Report every line of the material below that contains the string "wearing", matching case exactly.

** start Given records **

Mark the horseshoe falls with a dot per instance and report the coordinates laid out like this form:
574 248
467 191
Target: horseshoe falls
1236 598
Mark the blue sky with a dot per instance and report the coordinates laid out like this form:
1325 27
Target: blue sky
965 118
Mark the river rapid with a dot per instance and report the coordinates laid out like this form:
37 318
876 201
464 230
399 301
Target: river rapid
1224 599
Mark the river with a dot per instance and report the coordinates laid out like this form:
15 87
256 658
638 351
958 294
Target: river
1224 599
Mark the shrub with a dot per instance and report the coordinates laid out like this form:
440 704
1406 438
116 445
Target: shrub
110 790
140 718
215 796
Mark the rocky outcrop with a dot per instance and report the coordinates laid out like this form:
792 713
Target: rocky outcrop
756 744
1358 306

** end Given records **
** start Given records **

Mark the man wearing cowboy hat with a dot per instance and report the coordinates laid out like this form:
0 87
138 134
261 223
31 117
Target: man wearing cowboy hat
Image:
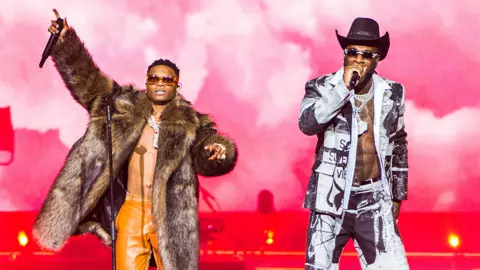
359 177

** end Given records **

● **Response to the task**:
Mark the man wearing cowboy hat with a dot per instance and report the coordinates laid out like this form:
Target: man wearing cowboy hat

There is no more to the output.